**DESCRIPTION OF THE TASK**:
Can you pick out every line in the records below that contains the word "dress" and copy each one?

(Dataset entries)
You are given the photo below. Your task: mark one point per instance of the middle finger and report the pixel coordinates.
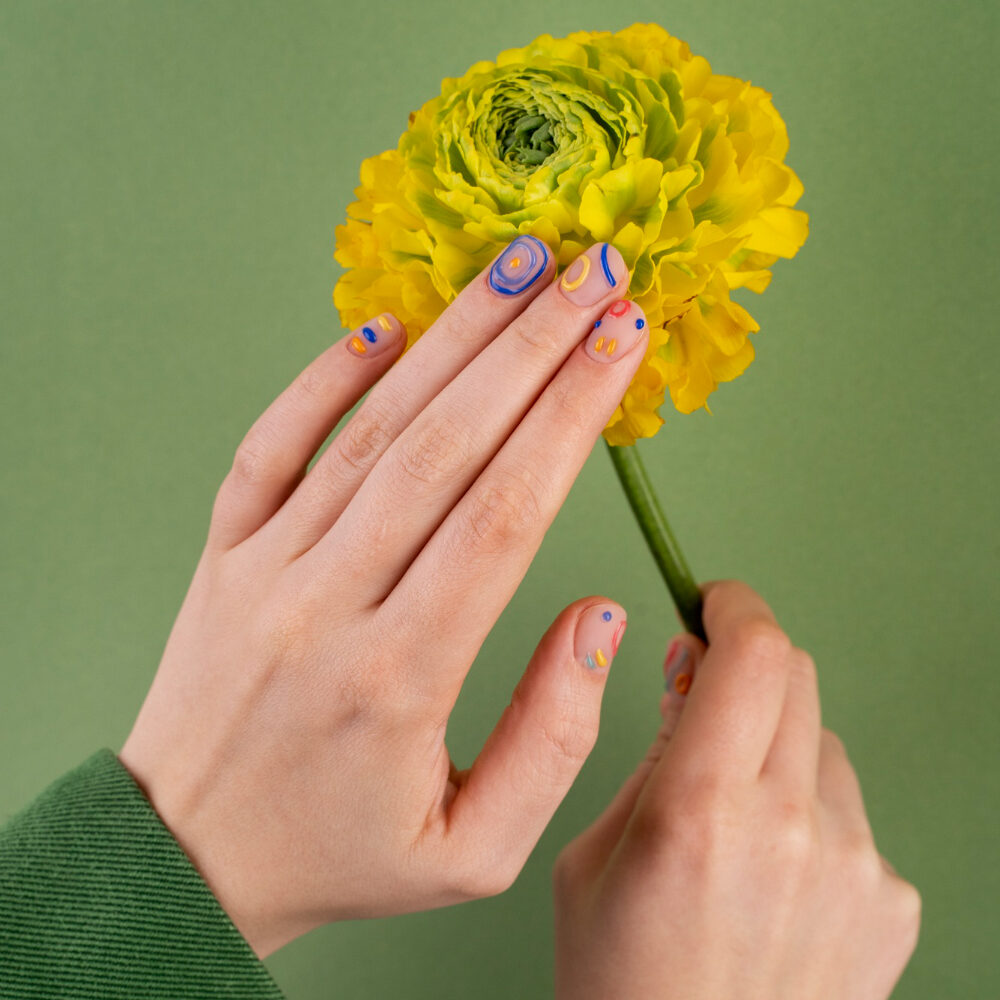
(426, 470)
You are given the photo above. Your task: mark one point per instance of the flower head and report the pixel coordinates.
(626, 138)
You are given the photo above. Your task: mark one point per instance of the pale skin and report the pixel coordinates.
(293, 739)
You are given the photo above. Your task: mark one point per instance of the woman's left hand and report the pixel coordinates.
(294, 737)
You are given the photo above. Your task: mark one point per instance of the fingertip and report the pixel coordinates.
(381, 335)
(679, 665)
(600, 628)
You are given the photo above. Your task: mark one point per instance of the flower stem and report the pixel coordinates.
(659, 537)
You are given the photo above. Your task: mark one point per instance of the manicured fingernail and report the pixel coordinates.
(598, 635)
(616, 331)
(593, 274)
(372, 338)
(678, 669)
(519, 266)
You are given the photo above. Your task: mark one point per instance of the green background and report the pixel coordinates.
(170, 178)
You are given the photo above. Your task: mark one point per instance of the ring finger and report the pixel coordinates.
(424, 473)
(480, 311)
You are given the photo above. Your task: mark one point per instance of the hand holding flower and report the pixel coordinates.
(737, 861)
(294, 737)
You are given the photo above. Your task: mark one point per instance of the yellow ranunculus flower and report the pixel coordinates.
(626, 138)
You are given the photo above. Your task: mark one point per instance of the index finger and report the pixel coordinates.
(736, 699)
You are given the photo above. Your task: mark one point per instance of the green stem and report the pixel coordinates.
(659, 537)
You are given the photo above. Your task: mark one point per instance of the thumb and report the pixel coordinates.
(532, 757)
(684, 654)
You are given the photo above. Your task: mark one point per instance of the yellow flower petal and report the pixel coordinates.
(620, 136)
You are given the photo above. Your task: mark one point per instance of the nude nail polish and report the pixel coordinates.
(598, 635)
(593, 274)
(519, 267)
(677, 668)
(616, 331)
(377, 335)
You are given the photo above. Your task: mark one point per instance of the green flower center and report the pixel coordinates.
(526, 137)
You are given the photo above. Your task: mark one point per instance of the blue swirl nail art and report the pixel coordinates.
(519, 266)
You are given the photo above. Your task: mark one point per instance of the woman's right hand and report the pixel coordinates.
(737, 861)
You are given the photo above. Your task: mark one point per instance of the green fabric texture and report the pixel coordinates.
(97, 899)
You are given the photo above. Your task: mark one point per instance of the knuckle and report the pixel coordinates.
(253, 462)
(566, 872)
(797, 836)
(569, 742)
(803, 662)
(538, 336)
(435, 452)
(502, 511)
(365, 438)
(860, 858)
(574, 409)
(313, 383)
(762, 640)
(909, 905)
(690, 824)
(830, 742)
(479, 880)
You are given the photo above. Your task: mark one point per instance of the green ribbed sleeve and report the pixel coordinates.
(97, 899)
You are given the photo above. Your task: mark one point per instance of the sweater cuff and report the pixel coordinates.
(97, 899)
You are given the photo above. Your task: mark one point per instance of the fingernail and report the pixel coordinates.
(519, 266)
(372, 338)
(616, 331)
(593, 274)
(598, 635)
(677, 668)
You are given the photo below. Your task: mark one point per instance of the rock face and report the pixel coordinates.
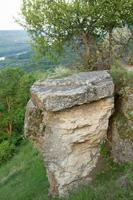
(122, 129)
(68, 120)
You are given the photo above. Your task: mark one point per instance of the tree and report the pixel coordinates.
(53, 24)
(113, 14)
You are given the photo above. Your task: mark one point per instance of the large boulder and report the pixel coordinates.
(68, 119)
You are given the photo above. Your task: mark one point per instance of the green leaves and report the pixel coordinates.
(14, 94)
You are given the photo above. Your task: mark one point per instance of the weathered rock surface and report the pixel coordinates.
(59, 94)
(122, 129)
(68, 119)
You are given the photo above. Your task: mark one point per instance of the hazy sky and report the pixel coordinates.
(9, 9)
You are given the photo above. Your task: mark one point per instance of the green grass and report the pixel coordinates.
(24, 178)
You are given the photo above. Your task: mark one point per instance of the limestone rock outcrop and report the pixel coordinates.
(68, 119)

==

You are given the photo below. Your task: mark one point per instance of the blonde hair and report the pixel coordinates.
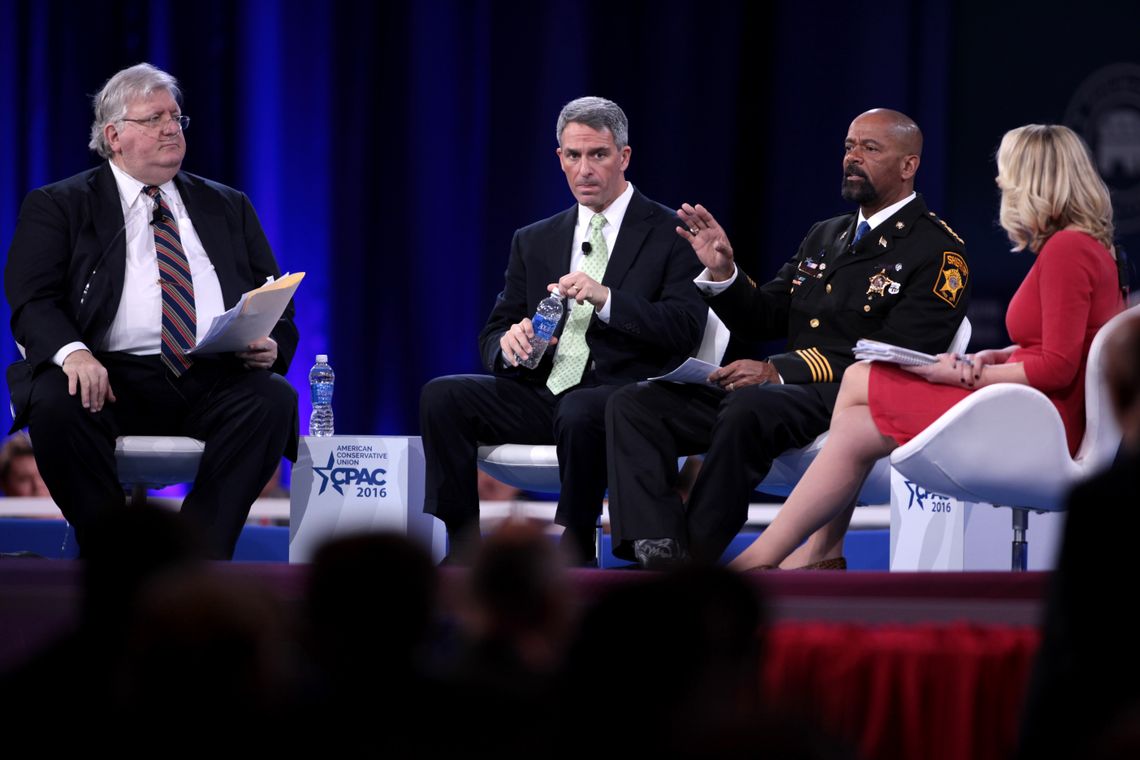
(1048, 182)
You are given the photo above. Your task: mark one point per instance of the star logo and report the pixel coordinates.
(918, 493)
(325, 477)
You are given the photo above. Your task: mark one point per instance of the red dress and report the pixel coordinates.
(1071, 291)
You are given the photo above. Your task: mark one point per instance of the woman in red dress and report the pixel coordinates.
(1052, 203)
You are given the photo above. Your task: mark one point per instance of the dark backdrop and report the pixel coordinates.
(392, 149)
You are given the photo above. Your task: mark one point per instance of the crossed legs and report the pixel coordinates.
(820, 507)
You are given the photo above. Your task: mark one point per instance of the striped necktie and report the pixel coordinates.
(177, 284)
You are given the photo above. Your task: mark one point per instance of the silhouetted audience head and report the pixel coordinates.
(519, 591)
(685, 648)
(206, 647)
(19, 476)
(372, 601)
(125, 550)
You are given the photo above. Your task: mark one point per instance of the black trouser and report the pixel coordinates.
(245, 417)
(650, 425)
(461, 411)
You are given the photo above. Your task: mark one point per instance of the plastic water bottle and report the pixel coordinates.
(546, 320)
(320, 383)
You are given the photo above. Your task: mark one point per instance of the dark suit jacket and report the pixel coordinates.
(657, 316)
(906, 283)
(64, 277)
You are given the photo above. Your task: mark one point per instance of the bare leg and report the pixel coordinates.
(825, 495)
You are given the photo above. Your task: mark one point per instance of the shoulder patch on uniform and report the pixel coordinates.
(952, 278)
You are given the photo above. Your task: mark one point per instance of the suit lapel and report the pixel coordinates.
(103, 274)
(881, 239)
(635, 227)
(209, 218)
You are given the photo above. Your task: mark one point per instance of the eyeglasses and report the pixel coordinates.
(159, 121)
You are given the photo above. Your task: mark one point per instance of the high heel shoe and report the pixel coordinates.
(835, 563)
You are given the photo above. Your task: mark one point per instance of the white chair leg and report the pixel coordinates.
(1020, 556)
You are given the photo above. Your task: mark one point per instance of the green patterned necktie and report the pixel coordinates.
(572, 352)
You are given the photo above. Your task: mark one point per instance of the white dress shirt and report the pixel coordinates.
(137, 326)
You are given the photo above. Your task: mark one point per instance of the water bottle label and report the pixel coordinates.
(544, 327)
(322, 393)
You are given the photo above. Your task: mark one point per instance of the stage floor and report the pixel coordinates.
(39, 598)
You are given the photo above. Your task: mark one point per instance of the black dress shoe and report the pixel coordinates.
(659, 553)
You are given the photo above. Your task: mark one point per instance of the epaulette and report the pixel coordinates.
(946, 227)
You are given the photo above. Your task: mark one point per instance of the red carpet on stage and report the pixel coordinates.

**OUTPUT OF THE EXERCISE**:
You are given the photo above. Your task: mark one point per instance of the red dress and report the pixel coordinates.
You are given the photo above. Your task: mark one point per instance of the woman in red dress and report the pixel coordinates.
You are given the photo above. Your task: mark one point per instance of the white dress shirt and report the pixel coordinates.
You are given the photo above. Your task: mark one point per instance of the black dress shoe and report the pixel coordinates.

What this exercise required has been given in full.